[Opening Dataset entries section]

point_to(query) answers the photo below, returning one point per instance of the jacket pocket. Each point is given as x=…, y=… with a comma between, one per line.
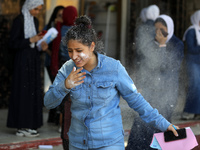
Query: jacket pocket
x=104, y=89
x=76, y=92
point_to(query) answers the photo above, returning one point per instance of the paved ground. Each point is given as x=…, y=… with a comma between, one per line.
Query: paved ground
x=49, y=133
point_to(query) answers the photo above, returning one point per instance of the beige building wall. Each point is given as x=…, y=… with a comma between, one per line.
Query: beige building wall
x=51, y=4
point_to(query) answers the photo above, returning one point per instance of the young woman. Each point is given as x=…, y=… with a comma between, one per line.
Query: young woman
x=54, y=19
x=158, y=79
x=192, y=39
x=95, y=83
x=25, y=106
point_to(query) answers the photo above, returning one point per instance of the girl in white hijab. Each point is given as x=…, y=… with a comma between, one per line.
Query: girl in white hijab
x=29, y=26
x=164, y=29
x=143, y=15
x=192, y=57
x=152, y=12
x=195, y=20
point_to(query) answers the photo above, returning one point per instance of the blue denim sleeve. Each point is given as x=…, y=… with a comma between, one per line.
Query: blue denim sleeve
x=57, y=91
x=136, y=101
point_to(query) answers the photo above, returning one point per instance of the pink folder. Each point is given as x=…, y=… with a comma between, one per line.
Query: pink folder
x=184, y=144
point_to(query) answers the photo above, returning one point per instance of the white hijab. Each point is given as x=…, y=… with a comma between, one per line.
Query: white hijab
x=170, y=26
x=195, y=19
x=29, y=26
x=152, y=12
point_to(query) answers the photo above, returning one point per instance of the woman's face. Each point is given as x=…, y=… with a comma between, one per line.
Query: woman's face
x=35, y=11
x=59, y=16
x=159, y=27
x=80, y=54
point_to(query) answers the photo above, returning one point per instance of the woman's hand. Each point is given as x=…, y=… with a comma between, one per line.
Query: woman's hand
x=171, y=128
x=75, y=78
x=35, y=38
x=44, y=46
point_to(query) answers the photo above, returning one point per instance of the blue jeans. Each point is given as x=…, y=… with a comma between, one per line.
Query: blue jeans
x=117, y=146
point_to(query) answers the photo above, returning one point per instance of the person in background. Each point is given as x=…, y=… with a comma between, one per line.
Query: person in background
x=192, y=57
x=144, y=32
x=94, y=82
x=54, y=19
x=159, y=79
x=61, y=55
x=25, y=105
x=143, y=15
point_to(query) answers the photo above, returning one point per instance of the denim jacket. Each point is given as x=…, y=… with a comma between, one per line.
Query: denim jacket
x=96, y=116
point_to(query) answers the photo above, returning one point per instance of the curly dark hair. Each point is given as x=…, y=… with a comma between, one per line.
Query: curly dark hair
x=83, y=32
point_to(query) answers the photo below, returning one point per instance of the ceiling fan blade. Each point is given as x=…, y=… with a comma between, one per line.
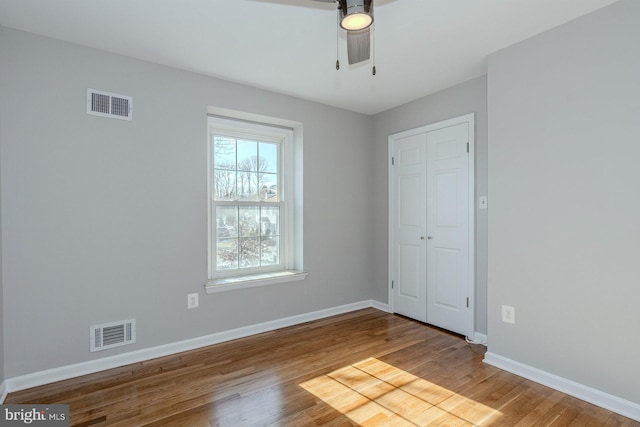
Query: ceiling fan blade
x=358, y=45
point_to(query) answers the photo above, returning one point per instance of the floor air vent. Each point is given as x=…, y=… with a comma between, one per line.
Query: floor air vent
x=106, y=104
x=115, y=334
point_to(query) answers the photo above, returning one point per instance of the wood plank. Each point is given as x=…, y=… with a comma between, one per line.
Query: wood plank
x=361, y=368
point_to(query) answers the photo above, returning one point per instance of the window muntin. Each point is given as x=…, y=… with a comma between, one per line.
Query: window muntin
x=248, y=206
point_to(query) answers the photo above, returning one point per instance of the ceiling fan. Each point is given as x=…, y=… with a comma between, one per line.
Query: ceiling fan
x=356, y=17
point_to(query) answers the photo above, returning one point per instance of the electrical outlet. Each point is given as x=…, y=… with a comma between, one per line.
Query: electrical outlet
x=482, y=202
x=508, y=314
x=192, y=300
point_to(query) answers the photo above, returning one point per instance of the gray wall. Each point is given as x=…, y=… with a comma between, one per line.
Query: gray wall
x=565, y=202
x=468, y=97
x=106, y=219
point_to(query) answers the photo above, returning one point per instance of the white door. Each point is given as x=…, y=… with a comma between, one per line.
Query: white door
x=409, y=226
x=431, y=224
x=448, y=229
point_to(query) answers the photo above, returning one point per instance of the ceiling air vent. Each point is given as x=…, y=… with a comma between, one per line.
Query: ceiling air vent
x=106, y=104
x=115, y=334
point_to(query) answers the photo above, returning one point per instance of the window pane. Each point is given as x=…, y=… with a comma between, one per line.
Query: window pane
x=268, y=183
x=270, y=254
x=247, y=155
x=226, y=221
x=270, y=221
x=249, y=222
x=247, y=186
x=224, y=152
x=268, y=153
x=224, y=184
x=227, y=254
x=249, y=252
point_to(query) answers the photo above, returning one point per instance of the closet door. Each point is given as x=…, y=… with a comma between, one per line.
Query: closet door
x=431, y=224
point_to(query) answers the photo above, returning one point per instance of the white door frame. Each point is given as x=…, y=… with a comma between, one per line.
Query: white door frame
x=470, y=119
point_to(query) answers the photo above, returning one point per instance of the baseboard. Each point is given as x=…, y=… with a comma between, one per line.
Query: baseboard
x=479, y=338
x=380, y=306
x=613, y=403
x=3, y=392
x=71, y=371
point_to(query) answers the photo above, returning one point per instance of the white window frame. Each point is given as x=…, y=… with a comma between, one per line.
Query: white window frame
x=258, y=276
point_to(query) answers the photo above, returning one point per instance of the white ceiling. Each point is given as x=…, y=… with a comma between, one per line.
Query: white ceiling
x=289, y=46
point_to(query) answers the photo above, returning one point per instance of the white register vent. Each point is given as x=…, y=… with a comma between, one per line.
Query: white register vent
x=107, y=104
x=115, y=334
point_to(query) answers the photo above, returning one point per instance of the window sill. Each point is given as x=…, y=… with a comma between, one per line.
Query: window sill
x=251, y=281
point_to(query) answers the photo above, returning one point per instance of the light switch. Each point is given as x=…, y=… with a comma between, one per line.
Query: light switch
x=482, y=202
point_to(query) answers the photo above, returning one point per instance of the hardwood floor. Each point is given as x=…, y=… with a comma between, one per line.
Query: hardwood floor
x=366, y=368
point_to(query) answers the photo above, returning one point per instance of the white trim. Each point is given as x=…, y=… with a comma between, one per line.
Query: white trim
x=380, y=306
x=3, y=392
x=242, y=282
x=479, y=338
x=470, y=120
x=71, y=371
x=605, y=400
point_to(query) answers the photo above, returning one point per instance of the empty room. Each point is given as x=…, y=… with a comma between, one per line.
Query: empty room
x=319, y=212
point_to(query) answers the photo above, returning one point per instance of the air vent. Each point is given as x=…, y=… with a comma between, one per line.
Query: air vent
x=115, y=334
x=106, y=104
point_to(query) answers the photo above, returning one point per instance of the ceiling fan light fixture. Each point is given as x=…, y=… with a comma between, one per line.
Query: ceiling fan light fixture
x=356, y=16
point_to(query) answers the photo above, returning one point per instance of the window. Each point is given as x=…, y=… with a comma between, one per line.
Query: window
x=251, y=209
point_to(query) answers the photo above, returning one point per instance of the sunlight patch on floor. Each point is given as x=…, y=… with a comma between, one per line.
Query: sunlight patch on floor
x=373, y=393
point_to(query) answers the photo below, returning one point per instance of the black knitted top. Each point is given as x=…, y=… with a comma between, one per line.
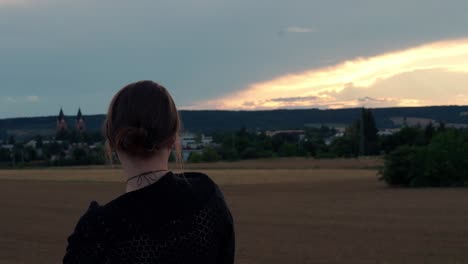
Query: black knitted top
x=181, y=218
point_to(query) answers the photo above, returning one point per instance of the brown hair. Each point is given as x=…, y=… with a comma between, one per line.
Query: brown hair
x=142, y=119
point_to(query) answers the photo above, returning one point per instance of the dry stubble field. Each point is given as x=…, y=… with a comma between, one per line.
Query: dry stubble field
x=288, y=211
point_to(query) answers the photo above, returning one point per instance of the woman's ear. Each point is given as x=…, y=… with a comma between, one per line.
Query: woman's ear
x=173, y=141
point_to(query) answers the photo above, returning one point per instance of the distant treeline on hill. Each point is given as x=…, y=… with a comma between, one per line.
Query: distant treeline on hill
x=209, y=121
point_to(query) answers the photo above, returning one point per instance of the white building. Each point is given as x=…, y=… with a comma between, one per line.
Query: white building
x=193, y=141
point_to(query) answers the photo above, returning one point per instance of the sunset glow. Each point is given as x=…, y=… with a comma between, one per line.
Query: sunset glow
x=354, y=82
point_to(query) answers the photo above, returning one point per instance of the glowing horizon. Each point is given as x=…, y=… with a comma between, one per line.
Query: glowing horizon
x=333, y=87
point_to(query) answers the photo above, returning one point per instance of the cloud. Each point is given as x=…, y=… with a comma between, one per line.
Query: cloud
x=294, y=99
x=424, y=75
x=32, y=98
x=10, y=100
x=299, y=30
x=13, y=2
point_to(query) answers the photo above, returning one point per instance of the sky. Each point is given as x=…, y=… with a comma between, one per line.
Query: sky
x=239, y=55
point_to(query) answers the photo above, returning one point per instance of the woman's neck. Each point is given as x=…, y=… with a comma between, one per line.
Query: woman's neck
x=133, y=167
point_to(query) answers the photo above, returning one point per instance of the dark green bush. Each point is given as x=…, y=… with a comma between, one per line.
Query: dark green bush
x=444, y=162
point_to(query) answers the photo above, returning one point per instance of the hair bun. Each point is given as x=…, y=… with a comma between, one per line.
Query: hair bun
x=134, y=140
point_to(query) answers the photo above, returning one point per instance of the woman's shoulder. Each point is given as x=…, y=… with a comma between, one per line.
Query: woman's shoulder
x=200, y=183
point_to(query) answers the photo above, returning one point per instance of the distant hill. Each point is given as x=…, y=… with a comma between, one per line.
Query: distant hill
x=209, y=121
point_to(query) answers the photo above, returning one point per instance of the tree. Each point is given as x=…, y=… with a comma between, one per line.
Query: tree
x=429, y=132
x=12, y=140
x=444, y=162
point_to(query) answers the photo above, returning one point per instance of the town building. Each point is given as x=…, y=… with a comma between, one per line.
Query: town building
x=80, y=124
x=61, y=123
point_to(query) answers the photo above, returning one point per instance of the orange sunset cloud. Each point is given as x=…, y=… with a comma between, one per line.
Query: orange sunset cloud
x=434, y=73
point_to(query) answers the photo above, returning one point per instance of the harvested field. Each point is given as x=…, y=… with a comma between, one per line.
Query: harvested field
x=282, y=216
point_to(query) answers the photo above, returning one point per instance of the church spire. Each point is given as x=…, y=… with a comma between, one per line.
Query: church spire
x=80, y=124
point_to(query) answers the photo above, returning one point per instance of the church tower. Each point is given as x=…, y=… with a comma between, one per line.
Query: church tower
x=80, y=124
x=61, y=123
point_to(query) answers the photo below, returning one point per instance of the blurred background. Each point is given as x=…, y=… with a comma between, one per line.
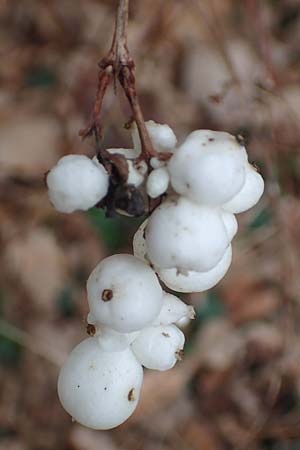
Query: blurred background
x=220, y=64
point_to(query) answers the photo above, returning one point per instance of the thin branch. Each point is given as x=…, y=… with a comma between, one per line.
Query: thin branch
x=119, y=65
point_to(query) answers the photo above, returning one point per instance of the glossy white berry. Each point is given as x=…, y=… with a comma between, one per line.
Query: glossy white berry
x=139, y=242
x=157, y=182
x=76, y=183
x=192, y=281
x=124, y=293
x=250, y=193
x=230, y=223
x=99, y=389
x=113, y=341
x=173, y=310
x=156, y=163
x=209, y=167
x=162, y=137
x=159, y=347
x=184, y=235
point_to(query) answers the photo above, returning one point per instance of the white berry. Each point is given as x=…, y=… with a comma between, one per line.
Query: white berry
x=250, y=193
x=184, y=235
x=230, y=223
x=209, y=167
x=162, y=137
x=76, y=183
x=157, y=182
x=124, y=293
x=113, y=341
x=159, y=347
x=173, y=310
x=100, y=390
x=192, y=281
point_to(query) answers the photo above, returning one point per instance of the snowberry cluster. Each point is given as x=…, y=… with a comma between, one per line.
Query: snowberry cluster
x=185, y=243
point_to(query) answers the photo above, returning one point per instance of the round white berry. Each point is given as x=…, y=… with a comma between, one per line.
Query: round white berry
x=162, y=137
x=100, y=390
x=192, y=281
x=209, y=167
x=113, y=341
x=250, y=193
x=156, y=163
x=124, y=293
x=159, y=347
x=139, y=242
x=173, y=310
x=230, y=223
x=184, y=235
x=157, y=182
x=76, y=183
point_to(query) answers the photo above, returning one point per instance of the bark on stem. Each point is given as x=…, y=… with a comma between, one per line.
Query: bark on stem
x=119, y=65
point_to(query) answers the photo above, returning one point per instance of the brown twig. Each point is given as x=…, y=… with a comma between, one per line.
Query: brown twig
x=119, y=65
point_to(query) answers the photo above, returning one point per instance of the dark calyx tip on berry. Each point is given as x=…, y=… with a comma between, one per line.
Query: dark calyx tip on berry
x=131, y=395
x=107, y=295
x=91, y=329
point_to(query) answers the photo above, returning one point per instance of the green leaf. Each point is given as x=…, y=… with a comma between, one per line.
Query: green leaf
x=10, y=352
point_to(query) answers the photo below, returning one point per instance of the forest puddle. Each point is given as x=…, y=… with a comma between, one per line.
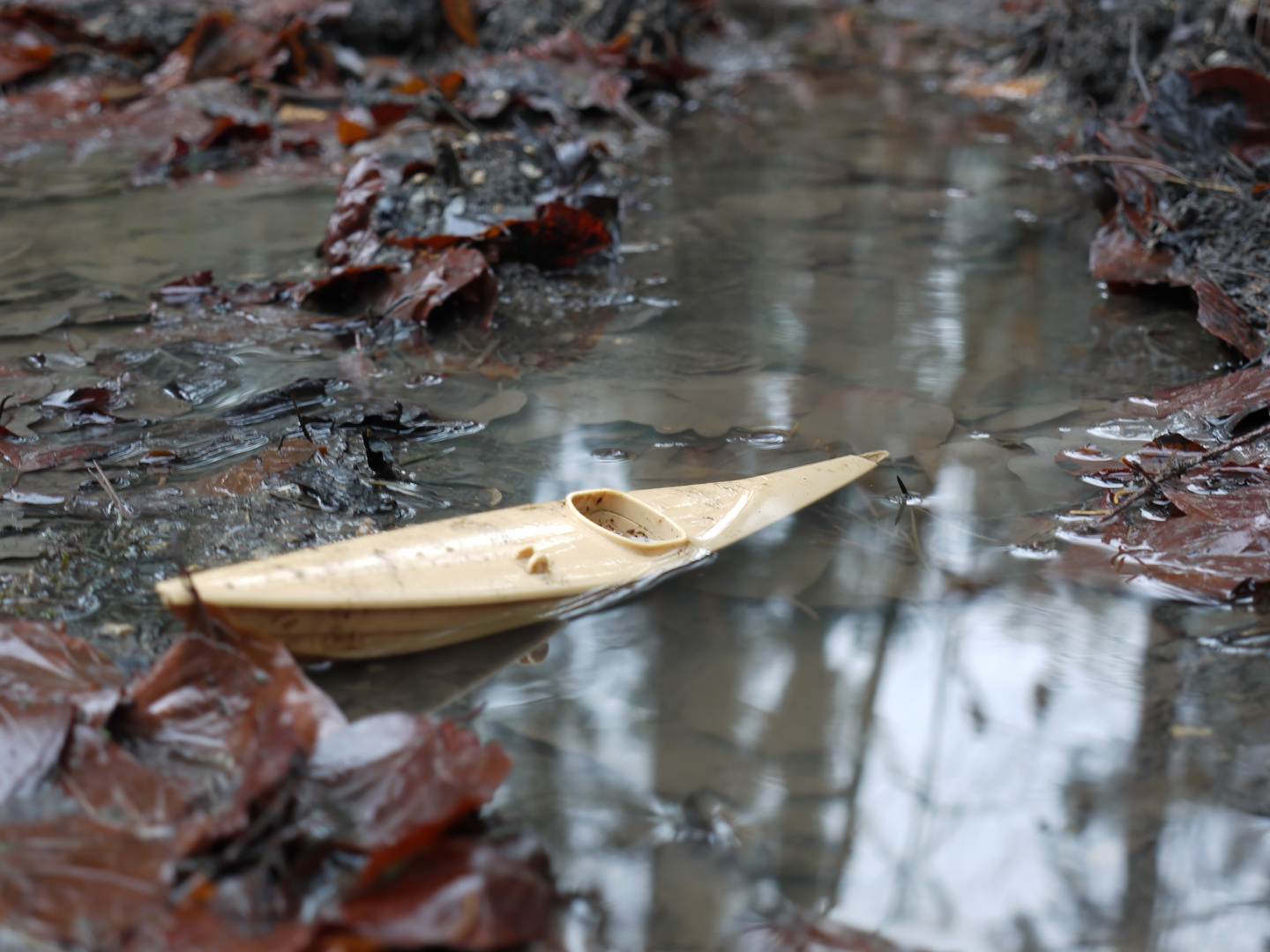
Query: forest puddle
x=915, y=720
x=949, y=741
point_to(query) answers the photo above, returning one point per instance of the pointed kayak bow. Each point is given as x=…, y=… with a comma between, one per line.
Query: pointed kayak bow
x=453, y=579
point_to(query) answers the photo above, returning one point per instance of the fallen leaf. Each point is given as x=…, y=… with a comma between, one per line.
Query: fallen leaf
x=461, y=894
x=80, y=882
x=460, y=276
x=41, y=664
x=401, y=781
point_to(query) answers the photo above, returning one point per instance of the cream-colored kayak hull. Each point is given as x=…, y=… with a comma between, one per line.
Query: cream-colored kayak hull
x=453, y=579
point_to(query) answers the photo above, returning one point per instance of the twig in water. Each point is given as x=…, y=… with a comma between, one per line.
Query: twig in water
x=903, y=501
x=120, y=509
x=1171, y=175
x=1154, y=482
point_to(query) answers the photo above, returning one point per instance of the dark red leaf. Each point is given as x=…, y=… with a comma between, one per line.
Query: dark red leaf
x=461, y=894
x=79, y=882
x=227, y=133
x=348, y=290
x=32, y=735
x=1217, y=398
x=116, y=790
x=1119, y=258
x=458, y=276
x=1222, y=316
x=390, y=113
x=559, y=238
x=23, y=54
x=401, y=781
x=461, y=19
x=197, y=928
x=192, y=287
x=225, y=715
x=1250, y=90
x=41, y=664
x=349, y=239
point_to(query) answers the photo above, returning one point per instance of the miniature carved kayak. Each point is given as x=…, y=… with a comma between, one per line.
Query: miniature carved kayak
x=442, y=582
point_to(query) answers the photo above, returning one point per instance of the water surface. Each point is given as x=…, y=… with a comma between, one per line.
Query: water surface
x=921, y=725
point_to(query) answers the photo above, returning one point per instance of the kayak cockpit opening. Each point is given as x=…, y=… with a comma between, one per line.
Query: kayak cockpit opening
x=626, y=521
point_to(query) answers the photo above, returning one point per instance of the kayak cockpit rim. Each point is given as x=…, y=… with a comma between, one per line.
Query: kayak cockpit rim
x=626, y=521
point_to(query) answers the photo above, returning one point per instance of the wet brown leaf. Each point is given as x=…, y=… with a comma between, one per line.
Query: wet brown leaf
x=222, y=712
x=1119, y=258
x=41, y=664
x=349, y=239
x=31, y=740
x=460, y=894
x=400, y=781
x=249, y=478
x=80, y=882
x=1220, y=315
x=460, y=276
x=116, y=790
x=220, y=45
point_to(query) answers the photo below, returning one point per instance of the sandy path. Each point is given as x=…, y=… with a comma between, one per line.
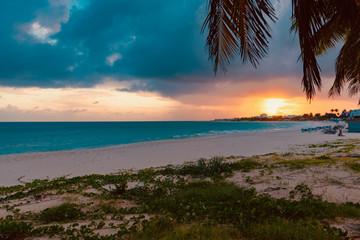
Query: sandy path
x=156, y=153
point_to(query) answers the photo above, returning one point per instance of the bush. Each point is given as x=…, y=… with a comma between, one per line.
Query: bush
x=12, y=230
x=64, y=212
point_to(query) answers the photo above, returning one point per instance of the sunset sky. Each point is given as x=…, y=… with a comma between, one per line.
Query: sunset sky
x=106, y=60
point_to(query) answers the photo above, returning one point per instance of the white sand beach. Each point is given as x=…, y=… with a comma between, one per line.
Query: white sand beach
x=151, y=154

[Closing Dataset entries section]

▶ **Task item**: Repeat, exactly as they stand above, the lines from the line with "Query: white window frame" to the line with "the white register", both lines included.

▶ **Worked solution**:
Query: white window frame
x=258, y=276
point_to(query) answers the photo above, returning one point per instance of the white ceiling. Each point is given as x=…, y=… with a comma between, one per line.
Query: white ceiling
x=289, y=46
point_to(query) answers the photo above, returning one point per instance of the white register vent. Each point is given as x=…, y=… with a comma between, one per line.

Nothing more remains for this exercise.